- **Attività da svolgere A**
Rispondi alle domande seguenti in base al brano su Ospedali aperti.
(i) Quante persone in più si punta a curare da qui a due anni?
(ii) Quanto è costato finora il programma?
(iii) Quale percentuale della popolazione siriana costituiscono i cristiani?
- **Attività da svolgere B**
Traduci in inglese questa frase del brano su Ospedali aperti: "L’accesso alle cure dei pazienti viene garantito tramite degli uffici sociali che accolgono le richieste delle persone in difficoltà."
- **Attività da svolgere C**
Riscrivi la parte del brano su Ospedali aperti che va da "Le quattro strutture" a "medici degli istituti.", sostituendo "gratuitamente" con "senza alcun costo".

┌─ Brano da esaminare

AVANTI ALMENO FINO AL 2024

“Questo incontro vuole fare il punto sul progetto, ma anche rilanciarlo, visto che il suo termine è fissato per il 2024”, ha detto Giampaolo Silvestri, segretario generale di Avsi. “L’obiettivo da qui a due anni è curare altre 60mila persone, arrivando a un totale di 140mila utenti raggiunti. Nel corso degli anni abbiamo aggiunto anche quattro dispensari, che sono gestiti da congregazioni e ordini in aree più periferiche del Paese”.
Le quattro strutture sorte durante la seconda fase del progetto hanno permesso fino a oggi di curare circa 23mila persone, sempre gratuitamente. L’accesso alle cure dei pazienti viene garantito tramite degli uffici sociali che accolgono le richieste delle persone in difficoltà. Il programma, costato finora 17 milioni di euro, prevede il supporto economico allo staff medico, paramedico e amministrativo delle strutture e il potenziamento degli equipaggiamenti medici degli istituti.
Il cardinale Zenari ripercorre le origini delle iniziativa, ricordando come “fare qualcosa per sostenere il settore della salute fosse una necessità disperata: nel 2016 metà delle strutture sanitarie era o completamente fuori uso o parzialmente inagibile a causa della guerra”. Il religioso evidenzia come “si sia deciso di partire da qualcosa di cui già si disponeva: tre ospedali cattolici presenti nel Paese da anni, in un caso addirittura 120. Poi è intervenuta la professionalità e la responsabilità di Avsi, senza la quale- afferma il cardinale- la mia valutazione dell’urgenza che si viveva in Siria e la mia proposta di fare qualcosa sarebbero decadute poco dopo”.

Fra i frutti che sta dando l’iniziativa, oltre al grande sostegno alla popolazione siriana prostrata da 11 anni di conflitto civile, anche la “ricostruzione del tessuto sociale” e l’avvicinamento fra le varie confessioni religiose del Paese. “I cristiani in Siria sono circa il due per cento della popolazione“, ha premesso il nunzio apostolico. “Il sostegno fornito da Ospedali aperti quindi, si rivolge per forza di cose a un’utenza fatta per lo più da non cristiani. Eppure sono proprio loro a essere più soddisfatti e riconoscenti delle cure che gli vengono fornite. Addirittura gli jihadisti siriani hanno spesso mostrato un minimo di ritegno davanti al lavoro fatto dai cristiani nell’aiutare la popolazione”.

└─
┌─ Materiale estratto

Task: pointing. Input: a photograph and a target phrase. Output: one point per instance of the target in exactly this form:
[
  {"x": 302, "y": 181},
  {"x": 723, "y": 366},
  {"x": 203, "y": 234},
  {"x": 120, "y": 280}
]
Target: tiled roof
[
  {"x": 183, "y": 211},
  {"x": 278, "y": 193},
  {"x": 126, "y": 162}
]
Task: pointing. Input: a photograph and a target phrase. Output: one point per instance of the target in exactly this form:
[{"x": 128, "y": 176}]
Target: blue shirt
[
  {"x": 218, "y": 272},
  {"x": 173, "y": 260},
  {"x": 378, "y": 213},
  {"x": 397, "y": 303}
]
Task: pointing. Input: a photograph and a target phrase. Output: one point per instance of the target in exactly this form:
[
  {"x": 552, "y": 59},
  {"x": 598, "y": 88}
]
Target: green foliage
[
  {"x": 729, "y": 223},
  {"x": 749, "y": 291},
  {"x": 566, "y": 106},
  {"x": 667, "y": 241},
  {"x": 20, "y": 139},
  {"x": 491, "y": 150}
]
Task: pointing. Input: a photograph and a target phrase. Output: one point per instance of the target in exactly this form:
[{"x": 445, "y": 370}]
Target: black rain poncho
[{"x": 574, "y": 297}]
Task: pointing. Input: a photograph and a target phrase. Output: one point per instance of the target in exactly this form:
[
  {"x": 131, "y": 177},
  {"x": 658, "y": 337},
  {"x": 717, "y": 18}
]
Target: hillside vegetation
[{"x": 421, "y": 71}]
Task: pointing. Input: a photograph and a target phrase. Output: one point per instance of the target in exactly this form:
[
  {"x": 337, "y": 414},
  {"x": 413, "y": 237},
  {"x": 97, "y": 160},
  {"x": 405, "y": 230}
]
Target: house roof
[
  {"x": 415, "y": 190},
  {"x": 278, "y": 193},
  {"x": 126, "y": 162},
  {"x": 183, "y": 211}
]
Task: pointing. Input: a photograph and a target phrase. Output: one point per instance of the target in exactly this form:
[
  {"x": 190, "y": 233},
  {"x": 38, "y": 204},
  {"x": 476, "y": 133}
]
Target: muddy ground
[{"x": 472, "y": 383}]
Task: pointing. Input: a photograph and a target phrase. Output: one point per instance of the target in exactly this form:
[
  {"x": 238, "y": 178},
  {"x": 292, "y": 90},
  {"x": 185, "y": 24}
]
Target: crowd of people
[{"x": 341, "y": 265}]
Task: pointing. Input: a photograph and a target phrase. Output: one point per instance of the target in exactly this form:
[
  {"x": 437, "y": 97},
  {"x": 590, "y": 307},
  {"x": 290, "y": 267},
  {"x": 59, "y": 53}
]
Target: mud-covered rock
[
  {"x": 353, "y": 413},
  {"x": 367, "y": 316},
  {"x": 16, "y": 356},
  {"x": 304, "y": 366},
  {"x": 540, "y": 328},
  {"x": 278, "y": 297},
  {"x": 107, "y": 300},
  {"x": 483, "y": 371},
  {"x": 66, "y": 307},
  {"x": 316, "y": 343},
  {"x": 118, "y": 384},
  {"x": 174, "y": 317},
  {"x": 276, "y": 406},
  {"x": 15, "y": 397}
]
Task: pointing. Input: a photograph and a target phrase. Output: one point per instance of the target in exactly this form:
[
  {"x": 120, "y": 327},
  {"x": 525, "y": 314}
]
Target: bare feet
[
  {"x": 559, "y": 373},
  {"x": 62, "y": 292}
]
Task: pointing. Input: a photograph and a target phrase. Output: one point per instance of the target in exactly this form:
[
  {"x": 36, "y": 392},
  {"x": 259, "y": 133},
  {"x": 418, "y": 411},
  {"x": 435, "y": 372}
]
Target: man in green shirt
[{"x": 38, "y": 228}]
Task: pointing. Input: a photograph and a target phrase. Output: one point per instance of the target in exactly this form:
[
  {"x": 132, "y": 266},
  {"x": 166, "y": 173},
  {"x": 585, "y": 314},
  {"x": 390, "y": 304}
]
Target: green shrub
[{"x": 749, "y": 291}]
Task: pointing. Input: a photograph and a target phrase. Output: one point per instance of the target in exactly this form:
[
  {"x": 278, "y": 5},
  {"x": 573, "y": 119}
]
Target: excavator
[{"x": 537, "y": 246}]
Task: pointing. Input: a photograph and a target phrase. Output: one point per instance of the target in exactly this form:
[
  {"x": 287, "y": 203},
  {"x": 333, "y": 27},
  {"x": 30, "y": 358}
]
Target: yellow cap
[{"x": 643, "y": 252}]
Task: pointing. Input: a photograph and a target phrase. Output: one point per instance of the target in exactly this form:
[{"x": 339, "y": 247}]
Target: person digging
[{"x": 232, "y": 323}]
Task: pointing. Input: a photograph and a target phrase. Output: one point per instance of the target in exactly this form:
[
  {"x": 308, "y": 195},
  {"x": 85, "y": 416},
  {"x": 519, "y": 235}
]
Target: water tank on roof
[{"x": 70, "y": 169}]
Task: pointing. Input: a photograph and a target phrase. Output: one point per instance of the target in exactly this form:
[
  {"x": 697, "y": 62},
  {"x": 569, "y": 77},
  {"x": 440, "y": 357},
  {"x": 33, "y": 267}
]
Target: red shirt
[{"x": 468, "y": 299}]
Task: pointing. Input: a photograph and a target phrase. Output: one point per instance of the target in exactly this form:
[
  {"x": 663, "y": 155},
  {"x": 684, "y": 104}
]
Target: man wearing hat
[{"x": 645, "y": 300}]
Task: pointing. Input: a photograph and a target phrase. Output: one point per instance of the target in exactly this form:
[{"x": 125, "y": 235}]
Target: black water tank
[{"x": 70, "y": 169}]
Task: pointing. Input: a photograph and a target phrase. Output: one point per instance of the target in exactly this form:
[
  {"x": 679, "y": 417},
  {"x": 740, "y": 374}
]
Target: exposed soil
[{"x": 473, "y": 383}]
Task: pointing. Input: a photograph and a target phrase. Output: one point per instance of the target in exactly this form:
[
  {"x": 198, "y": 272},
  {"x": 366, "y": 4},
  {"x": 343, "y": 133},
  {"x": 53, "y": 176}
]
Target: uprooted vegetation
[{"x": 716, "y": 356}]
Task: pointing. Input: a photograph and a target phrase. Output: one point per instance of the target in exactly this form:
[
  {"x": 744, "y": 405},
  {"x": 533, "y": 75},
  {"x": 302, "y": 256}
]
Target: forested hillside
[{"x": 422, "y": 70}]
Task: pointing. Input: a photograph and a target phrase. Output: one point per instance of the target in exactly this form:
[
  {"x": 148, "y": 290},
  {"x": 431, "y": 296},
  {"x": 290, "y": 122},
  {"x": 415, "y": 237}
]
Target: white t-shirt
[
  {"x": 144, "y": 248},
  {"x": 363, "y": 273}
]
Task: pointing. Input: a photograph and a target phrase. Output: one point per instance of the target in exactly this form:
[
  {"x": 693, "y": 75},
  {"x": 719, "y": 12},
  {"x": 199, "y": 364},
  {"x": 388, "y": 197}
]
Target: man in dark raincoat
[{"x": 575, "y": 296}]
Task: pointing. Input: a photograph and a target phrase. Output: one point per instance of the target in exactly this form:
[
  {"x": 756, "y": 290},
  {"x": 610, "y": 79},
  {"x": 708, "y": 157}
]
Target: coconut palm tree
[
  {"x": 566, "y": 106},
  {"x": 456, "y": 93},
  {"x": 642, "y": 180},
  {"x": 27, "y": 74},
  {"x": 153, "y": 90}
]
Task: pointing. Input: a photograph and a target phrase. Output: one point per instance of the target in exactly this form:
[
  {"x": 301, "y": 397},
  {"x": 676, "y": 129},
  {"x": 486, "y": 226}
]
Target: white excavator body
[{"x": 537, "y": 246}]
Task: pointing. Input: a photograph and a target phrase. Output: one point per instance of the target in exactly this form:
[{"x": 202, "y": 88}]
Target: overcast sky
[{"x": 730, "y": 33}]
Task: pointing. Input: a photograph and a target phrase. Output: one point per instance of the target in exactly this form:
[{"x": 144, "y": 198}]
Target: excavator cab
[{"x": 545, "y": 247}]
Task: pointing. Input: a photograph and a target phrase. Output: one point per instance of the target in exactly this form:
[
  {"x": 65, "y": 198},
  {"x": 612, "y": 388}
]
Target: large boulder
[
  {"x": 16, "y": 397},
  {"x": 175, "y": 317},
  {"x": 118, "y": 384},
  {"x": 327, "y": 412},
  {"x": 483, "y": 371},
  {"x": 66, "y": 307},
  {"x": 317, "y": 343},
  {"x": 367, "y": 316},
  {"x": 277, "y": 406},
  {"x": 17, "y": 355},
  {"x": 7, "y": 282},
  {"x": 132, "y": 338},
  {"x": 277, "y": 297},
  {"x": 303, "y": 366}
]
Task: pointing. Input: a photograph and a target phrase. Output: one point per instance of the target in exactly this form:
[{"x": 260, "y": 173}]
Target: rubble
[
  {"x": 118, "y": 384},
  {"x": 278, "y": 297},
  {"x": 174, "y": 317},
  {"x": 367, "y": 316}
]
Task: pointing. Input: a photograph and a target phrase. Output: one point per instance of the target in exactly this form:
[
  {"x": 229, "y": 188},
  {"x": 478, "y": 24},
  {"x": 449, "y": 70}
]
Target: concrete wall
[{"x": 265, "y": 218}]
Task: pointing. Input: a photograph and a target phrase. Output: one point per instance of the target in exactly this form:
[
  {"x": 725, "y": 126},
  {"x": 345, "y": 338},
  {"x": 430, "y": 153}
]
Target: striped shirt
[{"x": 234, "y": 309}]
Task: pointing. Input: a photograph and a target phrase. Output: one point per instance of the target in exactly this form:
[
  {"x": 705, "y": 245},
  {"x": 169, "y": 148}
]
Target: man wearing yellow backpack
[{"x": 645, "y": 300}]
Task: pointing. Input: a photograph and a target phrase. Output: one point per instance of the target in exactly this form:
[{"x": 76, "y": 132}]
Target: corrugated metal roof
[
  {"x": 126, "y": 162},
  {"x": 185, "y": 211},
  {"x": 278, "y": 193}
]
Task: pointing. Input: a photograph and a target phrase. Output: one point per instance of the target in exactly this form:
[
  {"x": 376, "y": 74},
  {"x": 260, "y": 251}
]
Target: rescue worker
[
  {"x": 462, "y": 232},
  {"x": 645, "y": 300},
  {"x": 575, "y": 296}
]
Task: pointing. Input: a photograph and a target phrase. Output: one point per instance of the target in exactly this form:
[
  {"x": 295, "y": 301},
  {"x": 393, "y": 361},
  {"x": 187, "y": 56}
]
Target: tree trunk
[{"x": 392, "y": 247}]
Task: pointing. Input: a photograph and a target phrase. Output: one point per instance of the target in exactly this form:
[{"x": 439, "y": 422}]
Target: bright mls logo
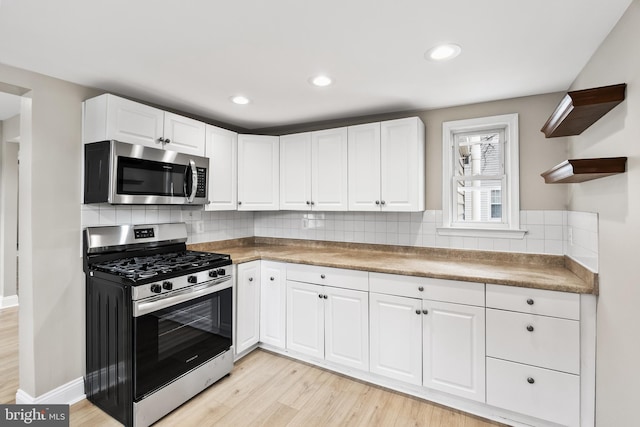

└─

- **Soluzione A**
(i) Altre 60mila persone, per un totale di 140mila utenti raggiunti.
(ii) 17 milioni di euro.
(iii) Circa il due per cento.

- **Soluzione B**
Patients' access to care is guaranteed through social offices that take in the requests of people in difficulty.

- **Soluzione C**
Le quattro strutture sorte durante la seconda fase del progetto hanno permesso fino a oggi di curare circa 23mila persone, sempre senza alcun costo. L’accesso alle cure dei pazienti viene garantito tramite degli uffici sociali che accolgono le richieste delle persone in difficoltà. Il programma, costato finora 17 milioni di euro, prevede il supporto economico allo staff medico, paramedico e amministrativo delle strutture e il potenziamento degli equipaggiamenti medici degli istituti.